WORK TO COMPLETE:
Locate each line in the items below that contains the word "fence" and copy those lines in full.

DATA IN THIS EXERCISE:

━━━━━━━━━━

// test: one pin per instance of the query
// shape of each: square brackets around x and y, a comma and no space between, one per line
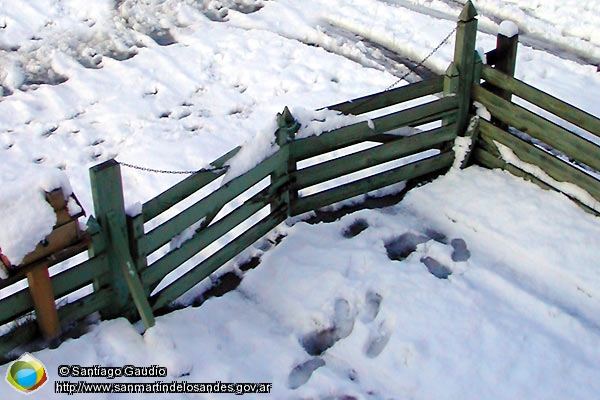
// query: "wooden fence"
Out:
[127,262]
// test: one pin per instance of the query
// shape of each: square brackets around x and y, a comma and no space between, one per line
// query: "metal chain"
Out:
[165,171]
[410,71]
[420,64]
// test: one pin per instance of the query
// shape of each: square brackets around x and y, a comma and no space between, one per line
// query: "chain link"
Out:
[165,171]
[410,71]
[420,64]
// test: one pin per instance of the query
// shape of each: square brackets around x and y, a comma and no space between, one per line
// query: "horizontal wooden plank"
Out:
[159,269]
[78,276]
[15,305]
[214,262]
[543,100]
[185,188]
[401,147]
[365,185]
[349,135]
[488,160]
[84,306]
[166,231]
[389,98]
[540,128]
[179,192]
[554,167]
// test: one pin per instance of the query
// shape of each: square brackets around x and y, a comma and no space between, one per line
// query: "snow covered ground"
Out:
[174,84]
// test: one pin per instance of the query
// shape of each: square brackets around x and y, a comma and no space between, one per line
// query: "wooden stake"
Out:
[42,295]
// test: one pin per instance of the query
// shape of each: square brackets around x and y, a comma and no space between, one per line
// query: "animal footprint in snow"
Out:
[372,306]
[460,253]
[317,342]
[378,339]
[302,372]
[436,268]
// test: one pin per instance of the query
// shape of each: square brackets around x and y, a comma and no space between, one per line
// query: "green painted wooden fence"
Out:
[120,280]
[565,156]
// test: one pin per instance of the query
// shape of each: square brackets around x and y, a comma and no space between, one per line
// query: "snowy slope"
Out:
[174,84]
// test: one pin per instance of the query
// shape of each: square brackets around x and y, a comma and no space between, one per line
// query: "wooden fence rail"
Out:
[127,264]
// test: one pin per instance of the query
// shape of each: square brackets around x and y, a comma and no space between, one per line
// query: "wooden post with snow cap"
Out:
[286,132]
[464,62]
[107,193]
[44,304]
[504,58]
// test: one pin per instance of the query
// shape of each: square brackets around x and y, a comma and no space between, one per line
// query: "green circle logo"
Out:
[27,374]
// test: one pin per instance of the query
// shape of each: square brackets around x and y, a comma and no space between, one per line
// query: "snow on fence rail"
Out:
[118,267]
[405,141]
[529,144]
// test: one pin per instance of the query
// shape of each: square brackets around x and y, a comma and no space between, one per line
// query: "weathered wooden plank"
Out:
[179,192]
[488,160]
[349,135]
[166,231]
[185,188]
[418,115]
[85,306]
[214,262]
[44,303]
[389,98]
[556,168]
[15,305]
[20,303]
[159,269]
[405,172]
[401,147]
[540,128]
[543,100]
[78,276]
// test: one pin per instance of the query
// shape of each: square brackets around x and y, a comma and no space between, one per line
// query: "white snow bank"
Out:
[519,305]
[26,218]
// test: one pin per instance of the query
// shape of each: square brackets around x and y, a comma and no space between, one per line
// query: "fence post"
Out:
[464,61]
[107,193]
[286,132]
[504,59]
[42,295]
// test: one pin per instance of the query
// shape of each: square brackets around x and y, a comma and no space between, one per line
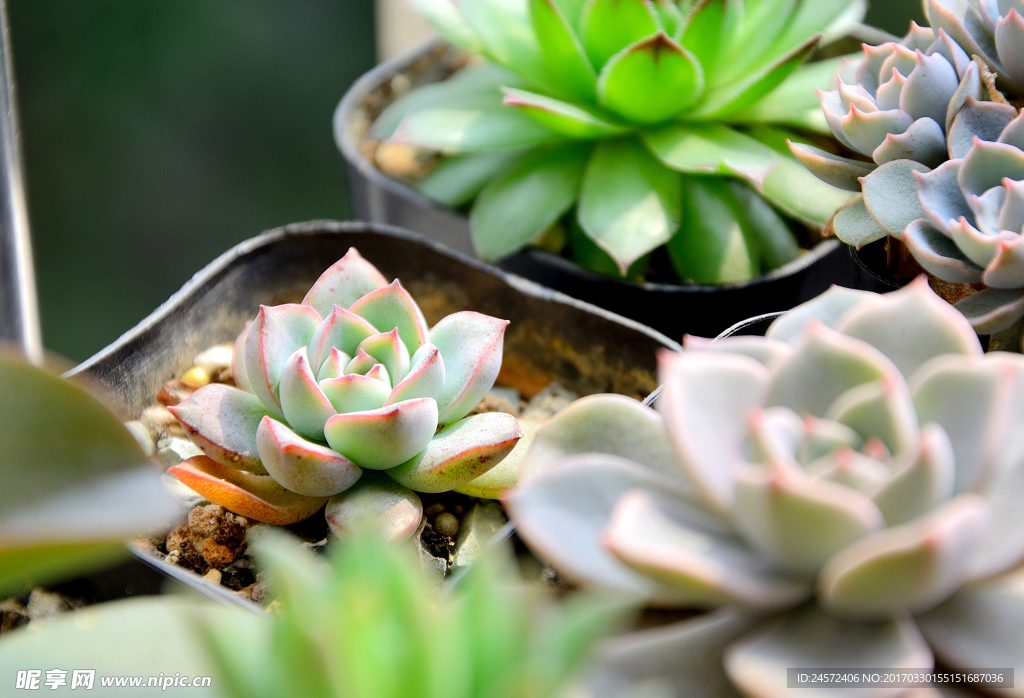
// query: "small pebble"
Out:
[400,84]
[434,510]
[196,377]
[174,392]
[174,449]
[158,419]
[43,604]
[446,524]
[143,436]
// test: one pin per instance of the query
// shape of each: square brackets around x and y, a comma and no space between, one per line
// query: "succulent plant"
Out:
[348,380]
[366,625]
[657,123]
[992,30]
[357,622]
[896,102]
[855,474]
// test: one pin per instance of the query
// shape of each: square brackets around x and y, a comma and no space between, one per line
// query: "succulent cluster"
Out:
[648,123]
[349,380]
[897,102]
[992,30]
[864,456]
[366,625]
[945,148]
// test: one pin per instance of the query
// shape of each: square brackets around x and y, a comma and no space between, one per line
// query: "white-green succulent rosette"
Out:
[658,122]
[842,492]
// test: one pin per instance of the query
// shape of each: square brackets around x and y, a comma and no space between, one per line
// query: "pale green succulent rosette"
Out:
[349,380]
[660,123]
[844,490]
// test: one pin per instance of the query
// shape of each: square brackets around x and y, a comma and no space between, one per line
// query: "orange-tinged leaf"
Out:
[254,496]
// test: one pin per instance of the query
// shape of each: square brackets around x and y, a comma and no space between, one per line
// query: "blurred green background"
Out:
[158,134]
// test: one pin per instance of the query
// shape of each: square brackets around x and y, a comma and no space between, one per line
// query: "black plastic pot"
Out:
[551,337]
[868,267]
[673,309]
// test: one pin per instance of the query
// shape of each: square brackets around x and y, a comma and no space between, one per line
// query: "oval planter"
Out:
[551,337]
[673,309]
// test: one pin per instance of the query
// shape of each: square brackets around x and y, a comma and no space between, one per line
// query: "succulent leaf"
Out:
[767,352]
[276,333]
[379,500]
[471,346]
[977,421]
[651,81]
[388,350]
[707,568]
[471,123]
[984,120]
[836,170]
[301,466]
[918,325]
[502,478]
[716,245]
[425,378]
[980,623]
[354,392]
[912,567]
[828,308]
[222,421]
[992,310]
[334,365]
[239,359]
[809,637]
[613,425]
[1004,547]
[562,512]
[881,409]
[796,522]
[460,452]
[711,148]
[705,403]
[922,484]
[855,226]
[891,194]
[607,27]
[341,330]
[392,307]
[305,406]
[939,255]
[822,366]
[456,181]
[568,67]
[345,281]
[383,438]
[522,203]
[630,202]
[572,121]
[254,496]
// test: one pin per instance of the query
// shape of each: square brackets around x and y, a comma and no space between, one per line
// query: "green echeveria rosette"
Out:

━━━━━━━━━━

SOLUTION TO THIS EXERCISE:
// query: "wooden fence"
// query: "green painted wooden fence"
// query: "wooden fence rail"
// query: "snow on fence rail"
// query: "fence post"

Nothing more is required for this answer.